▸ **Exercise directions**:
Please extend the article about Sue's new home at Red Alder, picking up right after its last sentence.

Safe housing connection provides stability for breast cancer patient

Red Alder

Rocky Mountain Development Council's Red Alder is an affordable housing subdivision on Helena's westside.

March 29, 2021

On March 4, 2021, Sue signed a lease and received her keys to her brand new home at Rocky Mountain Development Council's Red Alder affordable housing subdivision on Helena's westside.

Like for so many in our community, the past year has been challenging for Sue. At times, the challenges seemed insurmountable. She was undergoing on-going and complex treatment for breast cancer, and she became homeless after a transition with her former living situation.

There's no doubt that non-medical factors can impact health outcomes. The relationship between Sue's health condition and her housing situation was symbiotic and not a good one. Sue's breast cancer diagnosis resulted in personal challenges, and her lack of safe, affordable housing negatively impacted her mental and physical health.

Housing is a critical social determinant of health. The Centers for Disease Control and Prevention (CDC) recognizes that the "conditions in the places where people live, learn, work, and play affect a wide range of health and quality-of-life-risks and outcomes."

But with help from a friend, St. Peter's Health Social Services Coordinator Courtney Marney, Sue now has a place to call home.

Courtney is a member of the St. Peter's Health Population Health team. The Population Health team is committed to looking upstream at health issues, finding ways to prevent illness by promoting healthy living and improving overall well-being.

Finding a safe place to call home

Sue credits Courtney for helping her find stability. "Without Courtney, I don't know where I'd be," said Sue. "Courtney is an exceptional individual that is always ready to help. She has information at her fingertips, and if she didn't, she'd always reach out to get the information that I asked about."

Together, Courtney and Sue filled out dozens of applications for housing. And, Courtney helped connect Sue to Good Samaritan Ministries, a local nonprofit committed to providing services to meet the physical, social, emotional and spiritual needs of individuals and families of all faith, especially those most in need. Good Samaritan was able to provide housing vouchers and support thanks to a grant from the CARES Act.

▸ **Supplied data**:
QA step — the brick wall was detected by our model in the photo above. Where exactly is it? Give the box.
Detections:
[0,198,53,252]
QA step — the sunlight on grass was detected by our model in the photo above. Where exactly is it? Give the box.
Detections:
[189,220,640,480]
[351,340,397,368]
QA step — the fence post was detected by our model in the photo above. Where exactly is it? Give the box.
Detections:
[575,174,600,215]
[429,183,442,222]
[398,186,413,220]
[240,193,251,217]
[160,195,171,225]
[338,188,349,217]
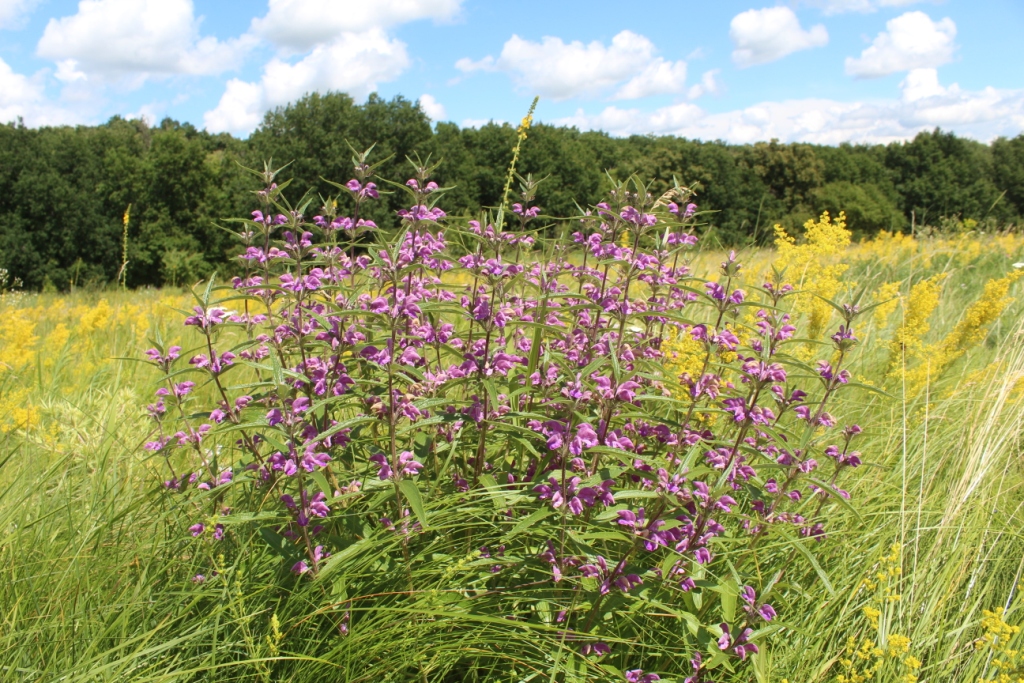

▸ **Result below**:
"When I first met Sue, she was going through a lot. She was experiencing lots and lots of emotions related to her medical concerns, on top of the housing stress," said Courtney. "I was able to connect her to our behavioral health professionals and then get her connected to temporary housing through a grant from Good Samaritan. Those have been the most beneficial things in the time that we've worked together."

Sue and Courtney agree that it takes people working together to help people going through hard times in our community. They also agree that the most important thing to do is raise your hand and ask for help if you need it. Someone like Courtney will be there to grab your hand and help lift you.

"We live in a very challenging time - the pandemic, cost of living," said Courtney. "Do not hesitate to tell your doctor that you're struggling with things that you may not consider to be part of your medical care. Tell your doctor if you do not know where your next meal may come from or that you do not have a safe place to live. They can help connect you to people like me who are here to help."

Sue says it was hard for her to ask for help.

"It can be really difficult to reach out," she said. "But I did, and now I have a roof over my head. When you reach out and ask for help, you know that you have someone to work through it with you. That you'll reach a good outcome, together."

When looking to the future, Sue is excited to call Red Alder home. She says that they have deliberately made it a multi-generational neighborhood with a real sense of community. There is even a small community center for when people can safely gather in groups again.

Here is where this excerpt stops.